▸ EXTRACTED DATA

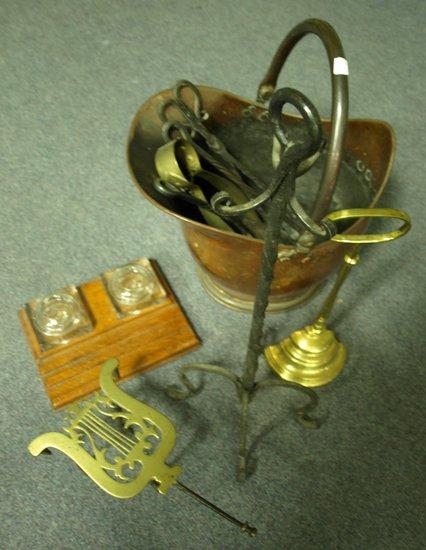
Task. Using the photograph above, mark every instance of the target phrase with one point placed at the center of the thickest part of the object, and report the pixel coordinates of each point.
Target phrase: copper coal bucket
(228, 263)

...

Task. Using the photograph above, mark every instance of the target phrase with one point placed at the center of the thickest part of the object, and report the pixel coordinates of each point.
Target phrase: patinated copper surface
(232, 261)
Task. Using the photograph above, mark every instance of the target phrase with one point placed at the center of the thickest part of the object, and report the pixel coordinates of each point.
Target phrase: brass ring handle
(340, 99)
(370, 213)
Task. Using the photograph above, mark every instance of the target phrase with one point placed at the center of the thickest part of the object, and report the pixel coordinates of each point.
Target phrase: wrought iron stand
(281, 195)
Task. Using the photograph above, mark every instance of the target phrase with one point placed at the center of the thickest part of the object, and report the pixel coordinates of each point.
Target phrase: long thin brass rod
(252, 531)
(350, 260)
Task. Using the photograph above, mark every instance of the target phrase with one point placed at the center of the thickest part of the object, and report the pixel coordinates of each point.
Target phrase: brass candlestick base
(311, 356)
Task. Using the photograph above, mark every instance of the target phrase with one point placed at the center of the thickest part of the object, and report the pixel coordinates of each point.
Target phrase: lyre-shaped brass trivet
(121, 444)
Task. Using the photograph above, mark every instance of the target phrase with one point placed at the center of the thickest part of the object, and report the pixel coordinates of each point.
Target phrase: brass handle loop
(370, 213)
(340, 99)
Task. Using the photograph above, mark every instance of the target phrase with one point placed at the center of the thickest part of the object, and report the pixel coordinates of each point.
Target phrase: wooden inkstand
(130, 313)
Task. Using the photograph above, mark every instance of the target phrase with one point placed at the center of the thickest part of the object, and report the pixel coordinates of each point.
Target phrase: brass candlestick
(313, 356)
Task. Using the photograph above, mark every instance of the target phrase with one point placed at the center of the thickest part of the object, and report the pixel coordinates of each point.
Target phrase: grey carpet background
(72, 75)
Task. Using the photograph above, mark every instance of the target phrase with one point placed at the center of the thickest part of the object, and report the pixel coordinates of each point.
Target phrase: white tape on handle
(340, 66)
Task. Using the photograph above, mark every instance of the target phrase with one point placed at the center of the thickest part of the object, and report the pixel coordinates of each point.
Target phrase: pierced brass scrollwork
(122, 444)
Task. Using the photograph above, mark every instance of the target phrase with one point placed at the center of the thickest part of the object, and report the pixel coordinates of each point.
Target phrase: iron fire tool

==

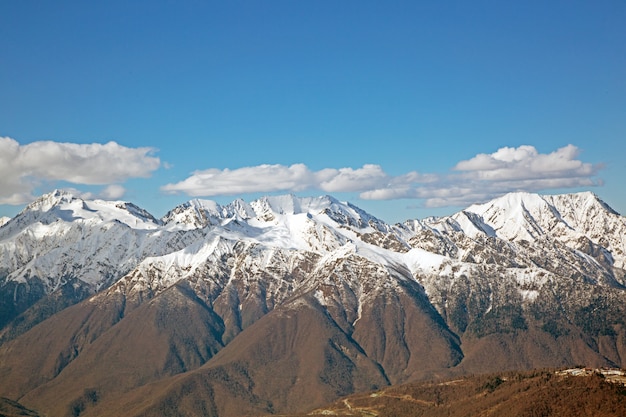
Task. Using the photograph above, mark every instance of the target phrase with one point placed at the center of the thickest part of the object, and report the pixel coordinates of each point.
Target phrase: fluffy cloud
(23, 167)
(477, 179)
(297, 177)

▸ EXERCISE DESCRIPTION
Pull out every line of the items above that contains the word "candlestick", copying each line in full.

▸ EXERCISE SOLUTION
Target phrase: brass candlestick base
Target phrase: brass candlestick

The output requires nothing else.